Actions to take:
[1] Reproduce the part of the confidence intervals text starting with "The confidence intervals" and going on through "following graded assignment.".
[2] In the confidence intervals text, which two groups of toddlers does the study compare?

## Confidence intervals in python
In this assessment, you will look at data from a study on toddler sleep habits. 

The confidence intervals you create and the questions you answer in this Jupyter notebook will be used to answer questions in the following graded assignment.

In [1]:
import numpy as np
import pandas as pd
from scipy.stats import t
pd.set_option('display.max_columns', 30) # set so can see all columns of the DataFrame

Your goal is to analyse data which is the result of a study that examined
differences in a number of sleep variables between napping and non-napping toddlers. Some of these
sleep variables included: Bedtime (lights-off time in decimalized time), Night Sleep Onset Time (in
decimalized time), Wake Time (sleep end time in decimalized time), Night Sleep Duration (interval
between sleep onset and sleep end in minutes), and Total 24-Hour Sleep Duration (in minutes). Note:
[Decimalized time](https://en.wikipedia.org/wiki/Decimal_time) is the representation of the time of day using units which are decimally related.

(Coordinate annotation rows)
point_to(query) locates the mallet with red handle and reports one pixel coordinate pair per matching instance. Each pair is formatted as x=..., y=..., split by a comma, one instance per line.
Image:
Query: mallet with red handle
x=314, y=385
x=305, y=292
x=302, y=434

Solutions:
[1]
The confidence intervals you create and the questions you answer in this Jupyter notebook will be used to answer questions in the following graded assignment.

[2] Napping and non-napping toddlers.